### Short task
Please reproduce word for word the part of the matrix reference guide that opens with the words containing "A comprehensive reference" and closes with "standalone study guide.".

### Provided text
=-=-=-=-=

← Back to Optimization

Matrix Essentials for Optimization

A comprehensive reference — matrix types, criteria, decompositions, and their role in optimization.

This guide consolidates and extends the matrix material from Weeks 1–2 into a single, deep reference. Use it as a companion to the daily lessons or as a standalone study guide.

Prerequisites


1. Matrix Taxonomy

Not all matrices are created equal. Recognizing the type of matrix you're working with immediately tells you which algorithms, decompositions, and guarantees apply.

1.1 Structural Classification

Type Definition Key Property Example in Robotics
Symmetric $A = A^T$ Real eigenvalues, orthogonal eigenvectors Hessian $\nabla^2 f$, covariance $\Sigma$
Skew-symmetric $A = -A^T$ Eigenvalues are purely imaginary Cross-product matrix $[\omega]_\times$
Orthogonal $A^T A = I$ Preserves norms and angles, $\det = \pm 1$ Rotation matrices $R \in SO(3)$
Diagonal $a_{ij} = 0$ for $i \neq j$ Eigenvalues = diagonal entries Scaling, singular value matrix $\Sigma$
Triangular $a_{ij} = 0$ above (or below) diagonal $O(n^2)$ solve via substitution Cholesky factor $L$
Band $a_{ij} = 0$ for $|i-j| > k$ $O(nk^2)$ factorization Tridiagonal systems in 1D optimization
Sparse Most entries are zero Specialized storage and algorithms SLAM Jacobians, graph Laplacians
Block Partitioned into sub-matrices Exploit structure for efficiency Bundle adjustment Hessian

1.2 Spectral Classification

Type Eigenvalue Condition Geometric Shape Optimization Meaning
Positive definite (PD) All $\lambda_i > 0$ Ellipsoidal bowl Unique minimum exists
Positive semidefinite (PSD) All $\lambda_i \geq 0$ Bowl with flat valley Minimum exists but may not be unique
Indefinite Mixed $\lambda_i$ signs Saddle surface Saddle point — not a minimum
Negative definite (ND) All $\lambda_i < 0$ Inverted bowl Maximum (minimize $-f$)
Negative semidefinite (NSD) All $\lambda_i \leq 0$ Inverted bowl + flat Maximum with degeneracy

1.3 The Definiteness Decision Tree

Is A symmetric?

=-=-=-=-=

Data records
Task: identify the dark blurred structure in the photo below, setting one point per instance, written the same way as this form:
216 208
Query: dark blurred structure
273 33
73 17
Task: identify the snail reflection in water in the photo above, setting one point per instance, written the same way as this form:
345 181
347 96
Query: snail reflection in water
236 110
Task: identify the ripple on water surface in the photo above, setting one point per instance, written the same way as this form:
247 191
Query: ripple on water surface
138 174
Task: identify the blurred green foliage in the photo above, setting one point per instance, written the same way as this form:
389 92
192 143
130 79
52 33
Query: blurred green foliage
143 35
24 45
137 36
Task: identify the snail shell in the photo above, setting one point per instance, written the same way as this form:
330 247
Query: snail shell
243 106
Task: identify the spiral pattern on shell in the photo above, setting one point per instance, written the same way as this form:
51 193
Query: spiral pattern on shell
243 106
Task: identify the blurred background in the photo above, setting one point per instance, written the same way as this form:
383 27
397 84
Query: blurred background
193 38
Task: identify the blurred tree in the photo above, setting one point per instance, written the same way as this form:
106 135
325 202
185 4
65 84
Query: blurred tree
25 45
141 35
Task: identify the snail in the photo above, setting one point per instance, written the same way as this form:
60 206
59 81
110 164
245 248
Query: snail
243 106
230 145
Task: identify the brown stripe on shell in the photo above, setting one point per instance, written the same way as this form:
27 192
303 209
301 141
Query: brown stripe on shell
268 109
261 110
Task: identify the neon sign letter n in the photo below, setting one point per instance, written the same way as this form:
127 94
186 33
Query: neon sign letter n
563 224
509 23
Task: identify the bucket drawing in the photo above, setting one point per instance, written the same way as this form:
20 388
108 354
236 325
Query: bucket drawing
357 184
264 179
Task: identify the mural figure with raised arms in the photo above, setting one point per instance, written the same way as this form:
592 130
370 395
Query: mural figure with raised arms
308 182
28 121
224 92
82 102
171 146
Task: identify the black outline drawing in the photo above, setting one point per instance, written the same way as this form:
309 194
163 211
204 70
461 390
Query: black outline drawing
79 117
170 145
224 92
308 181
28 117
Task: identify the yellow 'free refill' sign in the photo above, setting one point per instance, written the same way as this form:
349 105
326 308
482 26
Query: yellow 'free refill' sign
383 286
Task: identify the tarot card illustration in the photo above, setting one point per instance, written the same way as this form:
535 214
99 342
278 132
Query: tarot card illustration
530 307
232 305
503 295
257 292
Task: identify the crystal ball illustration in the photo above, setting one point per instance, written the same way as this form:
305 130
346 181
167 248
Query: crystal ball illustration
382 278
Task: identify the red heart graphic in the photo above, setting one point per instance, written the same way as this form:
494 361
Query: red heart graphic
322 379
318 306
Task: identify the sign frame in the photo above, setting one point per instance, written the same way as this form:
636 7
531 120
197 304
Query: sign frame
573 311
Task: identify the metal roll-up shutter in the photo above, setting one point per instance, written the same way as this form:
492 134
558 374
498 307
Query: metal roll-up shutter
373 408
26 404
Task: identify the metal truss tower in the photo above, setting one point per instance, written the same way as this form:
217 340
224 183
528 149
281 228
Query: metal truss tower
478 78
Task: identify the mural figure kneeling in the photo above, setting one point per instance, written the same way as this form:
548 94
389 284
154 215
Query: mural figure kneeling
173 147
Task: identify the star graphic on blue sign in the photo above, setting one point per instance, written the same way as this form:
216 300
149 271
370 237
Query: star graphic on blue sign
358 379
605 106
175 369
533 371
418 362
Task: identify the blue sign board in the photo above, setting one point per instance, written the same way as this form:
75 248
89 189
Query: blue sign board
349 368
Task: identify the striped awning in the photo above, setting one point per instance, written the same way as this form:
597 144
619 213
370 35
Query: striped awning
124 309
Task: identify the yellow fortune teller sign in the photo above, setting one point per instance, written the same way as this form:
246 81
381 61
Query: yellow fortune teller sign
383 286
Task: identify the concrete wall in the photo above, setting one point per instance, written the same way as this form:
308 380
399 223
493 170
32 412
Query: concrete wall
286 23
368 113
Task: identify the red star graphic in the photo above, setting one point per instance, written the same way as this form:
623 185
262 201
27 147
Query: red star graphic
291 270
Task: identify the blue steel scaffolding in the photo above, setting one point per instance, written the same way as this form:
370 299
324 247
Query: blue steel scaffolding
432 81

=-=-=-=-=

### Answer below
A comprehensive reference — matrix types, criteria, decompositions, and their role in optimization.

This guide consolidates and extends the matrix material from Weeks 1–2 into a single, deep reference. Use it as a companion to the daily lessons or as a standalone study guide.